> _WORK INSTRUCTIONS_
Extend the list of inequality problems below, adding entries after the last problem shown.

> _ARTICLE_

──────

Inequalities

  1. Putnam & Beyond

    Prove that for all real numbers \(x,\) \( 2^x + 3^x -4^x + 6^x -9^x \leq 1.\)

  2. Putnam & Beyond

    Prove that if \(a_1 + a_2 + \dotsb + a_n = n\) then \(a_1^4 + a_2^4 + \dotsb + a_n^4 \geq n.\)

  3. MIT

    Prove the “base case” of the Pythagorean mean inequality, that \[\frac{2xy}{x+y} \leq \sqrt{xy} \leq \frac{x+y}{2},\] with equality holding only in the case that \(x=y.\)

  4. Putnam & Beyond

    For distinct real numbers \(a_1, a_2, \dotsc, a_n,\) find the maximum value of \(a_1a_{\sigma(1)} + a_2a_{\sigma(2)} + \dotsb + a_na_{\sigma(n)}\) over all possible permutations \(\sigma\) of the set \(\{1,2,\dotsc,n\}.\)

  5. Putnam & Beyond

    For a triangle with perimeter \(2\) and side-lengths \(a,\) \(b,\) and \(c,\) prove that \[ 1 \lt ab + bc + ca - abc \leq \frac{28}{27}. \]

  6. MIT

    Suppose \(x\) and \(y\) are real numbers such that \(x^2 + y^2 = x + y.\) What is the largest possible value of \(x?\)

  7. Putnam 2019 A1

    Determine all possible values of the expression \[ A^3+B^3+C^3-3ABC \] where \(A,\) \(B,\) and \(C\) are nonnegative integers.

  8. Putnam 2003 A2

    Let \(a_1, a_2, \dots, a_n\) and \(b_1, b_2, \dots, b_n\) be nonnegative real numbers. Show that \[ (a_1 a_2 \cdots a_n)^{1/n} + (b_1 b_2 \cdots b_n)^{1/n} \leq \Bigl((a_1+b_1) (a_2+b_2) \cdots (a_n + b_n)\Bigr)^{1/n}. \]

  9. Putnam 2002 B3

    Show that, for all integers \(n \gt 1,\) \[ \frac{1}{2n\mathrm{e}} \lt \frac{1}{\mathrm{e}} - \biggl(1 - \frac{1}{n}\biggr)^n \lt \frac{1}{n\mathrm{e}}\,. \]

  10. Putnam 2021 B2

    Determine the maximum value of the sum \[ S = \sum_{n=1}^\infty \frac{n}{2^n} (a_1 a_2 \cdots a_n)^{1/n} \] over all sequences \(a_1, a_2, a_3, \cdots\) of nonnegative real numbers satisfying \( \sum_{k=1}^\infty a_k = 1. \)

──────

> _AVAILABLE DATA_
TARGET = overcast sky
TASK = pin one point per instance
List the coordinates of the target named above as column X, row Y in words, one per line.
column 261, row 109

──────

> _ANSWER FOR THIS EXERCISE_
  11. Putnam & Beyond

    Prove that, for all real numbers \(x,\) \(y,\) and \(z,\) \[ \frac{y^2-x^2}{2x^2+1} + \frac{z^2-y^2}{2y^2+1} + \frac{x^2-z^2}{2z^2+1} \geq 0. \]

  12. MIT

    Let \(x,y \gt 0\) and \(p\neq 0.\) The \(p\)-th power mean of \(x\) and \(y\) is defined to be \[M_p(x,y) = \biggl(\frac{x^p+y^p}{2}\biggr)^{1/p}.\] Note that \(M_{-1}(x,y)\) is the harmonic mean and \(M_1(x,y)\) is the arithmetic mean.
    1. For \(p \lt q,\) show that \(M_p(x,y) \leq M_q(x,y),\) with equality only when \(x = y.\)
    2. Compute the values of the following limits:
      \(\displaystyle \lim_{p \to \infty} M_p(x,y)\)
      \(\displaystyle \lim_{p \to 0} M_p(x,y)\)
      \(\displaystyle \lim_{p \to -\infty} M_p(x,y)\)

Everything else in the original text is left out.